_Do this:_
Filter the records below and copy every line that contains the word "orange".

_Supplied entries:_
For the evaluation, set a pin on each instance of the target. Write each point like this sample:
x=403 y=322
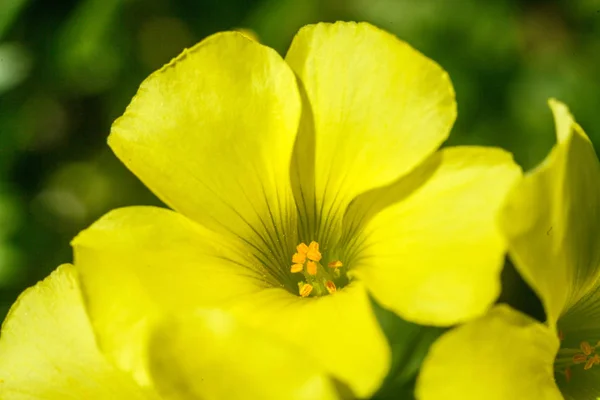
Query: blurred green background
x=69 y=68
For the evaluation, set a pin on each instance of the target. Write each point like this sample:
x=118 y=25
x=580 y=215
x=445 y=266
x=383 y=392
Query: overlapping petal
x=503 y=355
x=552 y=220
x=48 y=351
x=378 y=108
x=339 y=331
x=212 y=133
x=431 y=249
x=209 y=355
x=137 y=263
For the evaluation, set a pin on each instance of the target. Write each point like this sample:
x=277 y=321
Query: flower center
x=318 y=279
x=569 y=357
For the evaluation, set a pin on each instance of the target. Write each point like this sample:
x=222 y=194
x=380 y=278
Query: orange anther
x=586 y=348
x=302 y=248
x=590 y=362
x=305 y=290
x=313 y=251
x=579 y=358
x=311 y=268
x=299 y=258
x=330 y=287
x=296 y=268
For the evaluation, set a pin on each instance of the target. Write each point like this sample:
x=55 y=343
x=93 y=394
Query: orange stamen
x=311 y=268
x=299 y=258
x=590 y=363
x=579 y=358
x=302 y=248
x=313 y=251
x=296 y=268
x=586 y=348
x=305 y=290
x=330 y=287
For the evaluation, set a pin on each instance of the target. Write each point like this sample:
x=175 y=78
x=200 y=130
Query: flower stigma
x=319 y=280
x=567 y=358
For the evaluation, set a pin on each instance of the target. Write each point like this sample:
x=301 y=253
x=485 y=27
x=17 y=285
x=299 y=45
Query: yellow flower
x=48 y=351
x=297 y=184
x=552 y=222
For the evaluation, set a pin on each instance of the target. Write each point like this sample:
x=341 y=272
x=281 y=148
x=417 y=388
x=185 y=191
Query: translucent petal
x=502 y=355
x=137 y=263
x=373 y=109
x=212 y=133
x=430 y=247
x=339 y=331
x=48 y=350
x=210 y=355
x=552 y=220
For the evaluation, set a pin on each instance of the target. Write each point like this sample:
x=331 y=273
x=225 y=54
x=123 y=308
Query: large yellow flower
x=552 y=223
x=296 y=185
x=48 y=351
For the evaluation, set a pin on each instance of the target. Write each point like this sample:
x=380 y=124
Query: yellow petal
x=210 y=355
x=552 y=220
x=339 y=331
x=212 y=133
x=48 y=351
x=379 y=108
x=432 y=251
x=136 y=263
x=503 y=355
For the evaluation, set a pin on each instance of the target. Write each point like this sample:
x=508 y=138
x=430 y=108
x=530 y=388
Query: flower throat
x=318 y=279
* * *
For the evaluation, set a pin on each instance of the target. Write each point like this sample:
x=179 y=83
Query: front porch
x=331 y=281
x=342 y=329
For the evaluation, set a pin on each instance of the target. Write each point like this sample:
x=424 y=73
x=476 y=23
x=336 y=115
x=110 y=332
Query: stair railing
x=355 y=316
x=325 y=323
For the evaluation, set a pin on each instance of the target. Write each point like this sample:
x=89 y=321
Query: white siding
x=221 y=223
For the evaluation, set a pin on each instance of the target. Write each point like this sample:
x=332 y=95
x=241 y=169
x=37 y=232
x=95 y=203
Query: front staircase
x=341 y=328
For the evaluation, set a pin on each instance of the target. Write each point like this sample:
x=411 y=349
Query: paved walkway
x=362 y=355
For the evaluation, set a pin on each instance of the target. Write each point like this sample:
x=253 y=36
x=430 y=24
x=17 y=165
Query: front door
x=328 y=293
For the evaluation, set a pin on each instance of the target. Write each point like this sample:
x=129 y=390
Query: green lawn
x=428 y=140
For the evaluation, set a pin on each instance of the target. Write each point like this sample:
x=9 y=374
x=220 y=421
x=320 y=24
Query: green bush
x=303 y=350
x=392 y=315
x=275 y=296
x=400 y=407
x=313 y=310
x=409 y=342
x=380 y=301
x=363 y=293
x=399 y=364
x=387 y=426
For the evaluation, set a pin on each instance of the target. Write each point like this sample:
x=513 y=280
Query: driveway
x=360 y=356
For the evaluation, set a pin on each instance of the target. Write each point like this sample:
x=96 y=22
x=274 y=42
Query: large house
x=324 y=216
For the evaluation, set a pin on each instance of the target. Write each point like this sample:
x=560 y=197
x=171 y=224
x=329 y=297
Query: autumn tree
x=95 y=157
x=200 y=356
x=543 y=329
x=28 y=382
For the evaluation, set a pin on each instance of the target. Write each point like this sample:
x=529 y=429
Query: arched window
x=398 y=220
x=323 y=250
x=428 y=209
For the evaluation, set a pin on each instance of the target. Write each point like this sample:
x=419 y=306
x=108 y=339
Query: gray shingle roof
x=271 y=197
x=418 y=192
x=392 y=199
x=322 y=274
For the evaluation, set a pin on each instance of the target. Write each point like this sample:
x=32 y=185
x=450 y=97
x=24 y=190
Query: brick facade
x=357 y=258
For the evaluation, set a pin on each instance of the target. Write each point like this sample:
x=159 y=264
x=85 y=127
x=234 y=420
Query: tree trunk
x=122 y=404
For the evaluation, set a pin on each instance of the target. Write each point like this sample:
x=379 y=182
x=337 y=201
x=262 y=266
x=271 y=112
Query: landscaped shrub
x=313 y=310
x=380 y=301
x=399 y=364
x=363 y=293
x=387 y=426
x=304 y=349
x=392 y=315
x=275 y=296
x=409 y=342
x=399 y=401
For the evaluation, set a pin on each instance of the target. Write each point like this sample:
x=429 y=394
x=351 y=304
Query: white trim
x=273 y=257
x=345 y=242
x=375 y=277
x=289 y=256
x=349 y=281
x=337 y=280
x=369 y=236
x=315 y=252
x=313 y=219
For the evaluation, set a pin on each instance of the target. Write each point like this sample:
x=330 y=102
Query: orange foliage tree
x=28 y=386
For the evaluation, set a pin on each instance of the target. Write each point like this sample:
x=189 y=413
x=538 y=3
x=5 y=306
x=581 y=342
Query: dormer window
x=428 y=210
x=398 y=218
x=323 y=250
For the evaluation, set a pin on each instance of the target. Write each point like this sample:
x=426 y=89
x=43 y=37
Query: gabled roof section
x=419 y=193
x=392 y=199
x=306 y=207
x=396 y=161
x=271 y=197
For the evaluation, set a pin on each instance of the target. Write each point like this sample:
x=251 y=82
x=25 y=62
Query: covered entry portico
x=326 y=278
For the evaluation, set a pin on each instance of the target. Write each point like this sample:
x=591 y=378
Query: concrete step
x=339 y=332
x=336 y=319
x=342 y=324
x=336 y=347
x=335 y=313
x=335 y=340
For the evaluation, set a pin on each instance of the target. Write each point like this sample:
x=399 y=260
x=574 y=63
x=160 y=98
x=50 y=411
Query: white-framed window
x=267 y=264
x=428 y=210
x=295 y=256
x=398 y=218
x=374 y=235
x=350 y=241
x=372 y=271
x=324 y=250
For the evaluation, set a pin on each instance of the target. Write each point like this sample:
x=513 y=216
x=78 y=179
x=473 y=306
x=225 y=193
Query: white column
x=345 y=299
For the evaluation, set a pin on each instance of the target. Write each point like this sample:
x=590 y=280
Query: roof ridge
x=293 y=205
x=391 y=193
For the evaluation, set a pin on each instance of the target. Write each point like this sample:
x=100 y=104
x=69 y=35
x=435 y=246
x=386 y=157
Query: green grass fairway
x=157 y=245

_Solved exercise:_
Query: orange anther
Query: orange stamen
Query: orange foliage tree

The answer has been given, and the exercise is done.